>>>>

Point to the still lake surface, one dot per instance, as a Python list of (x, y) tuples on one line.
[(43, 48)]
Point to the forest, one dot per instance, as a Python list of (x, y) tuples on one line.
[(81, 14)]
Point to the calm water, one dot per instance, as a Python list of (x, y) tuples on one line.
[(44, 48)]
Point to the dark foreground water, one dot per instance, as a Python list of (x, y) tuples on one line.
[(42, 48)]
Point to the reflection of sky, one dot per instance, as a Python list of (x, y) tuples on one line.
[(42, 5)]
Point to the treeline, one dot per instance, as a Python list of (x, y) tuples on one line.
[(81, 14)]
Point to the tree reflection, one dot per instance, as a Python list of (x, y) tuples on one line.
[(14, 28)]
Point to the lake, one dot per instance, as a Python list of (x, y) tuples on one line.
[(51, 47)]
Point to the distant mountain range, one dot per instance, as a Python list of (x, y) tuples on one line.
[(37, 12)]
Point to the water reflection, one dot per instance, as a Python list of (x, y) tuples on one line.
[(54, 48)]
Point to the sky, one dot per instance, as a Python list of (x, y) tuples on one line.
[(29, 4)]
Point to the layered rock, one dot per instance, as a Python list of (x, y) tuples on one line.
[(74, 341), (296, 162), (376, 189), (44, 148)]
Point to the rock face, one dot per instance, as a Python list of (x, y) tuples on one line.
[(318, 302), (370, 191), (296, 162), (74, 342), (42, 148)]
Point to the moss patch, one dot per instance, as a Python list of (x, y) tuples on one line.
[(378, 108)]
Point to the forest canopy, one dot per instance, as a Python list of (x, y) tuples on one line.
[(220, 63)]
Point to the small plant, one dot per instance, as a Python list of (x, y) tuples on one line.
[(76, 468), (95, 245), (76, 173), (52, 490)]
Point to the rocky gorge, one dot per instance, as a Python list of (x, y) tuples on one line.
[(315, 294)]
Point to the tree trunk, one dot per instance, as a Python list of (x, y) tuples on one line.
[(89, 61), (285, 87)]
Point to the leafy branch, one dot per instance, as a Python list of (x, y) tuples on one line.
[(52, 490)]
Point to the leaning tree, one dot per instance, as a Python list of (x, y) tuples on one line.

<<<<

*Problem description*: Every line of the listing should be reproduced exactly.

*Exercise solution*:
Point to the still lake surface, one dot per instance, as a Python list of (x, y) tuples on one line.
[(43, 48)]
Point to the forest, one dot per instance, as a Python list of (x, y) tuples on one line.
[(81, 14)]
Point to the calm water, one dot per instance, as a Python list of (x, y) tuples on one line.
[(44, 48)]
Point to the dark foreground water, one dot per instance, as a Python list of (x, y) tuples on one line.
[(42, 48)]
Point to the reflection of sky, one dot per instance, as a Python list of (x, y) tuples on one line.
[(42, 5)]
Point to the treeline, one dot per instance, as a Python list of (x, y) tuples on one line.
[(81, 14)]
Point to the tree reflection, one dot per instance, as a Python list of (x, y) tuples on one line.
[(14, 28)]
Point to the lake, one dot per instance, as a Python list of (x, y) tuples on one line.
[(51, 47)]
Point to the distant mountain range, one dot per instance, as a Python list of (x, y) tuples on one line.
[(37, 12)]
Point to the water reflection, one dot per instance, as a Python list of (x, y) tuples on one line.
[(54, 48)]
Point to the sky, one dot per instance, as a Python list of (x, y) tuples on one line.
[(29, 4)]
Point to the layered rock, one dot per instance, as a Python list of (x, y) tuples on one line.
[(74, 341), (296, 162), (376, 189), (44, 148)]
Point to the rock face, one dot per instance, as a Python list of (x, y) tuples on one line.
[(318, 302), (370, 191), (296, 162), (74, 342), (42, 148)]
Point to the moss patch, one dot per instance, as a Python list of (x, y) tuples on one line.
[(378, 108)]
Point to the forest canopy, one dot per instance, as a Python list of (x, y) tuples on one line.
[(220, 63)]
Point to the small plant, one dot per instance, as a Python list of (x, y) tuples on one line.
[(76, 468), (95, 245), (76, 173), (52, 490)]
Point to the rocky gorge, one dot per instance, as a Python list of (x, y) tuples on one line.
[(315, 294)]
Point to the tree trunk, one dot per instance, as a Python list of (x, y) tuples on one line.
[(89, 61), (285, 87)]
Point to the leafy branch, one dot per instance, as a Python list of (x, y) tuples on one line.
[(52, 490)]
Point to the leaning tree, one dot per instance, as a Python list of (x, y) tuples on one line.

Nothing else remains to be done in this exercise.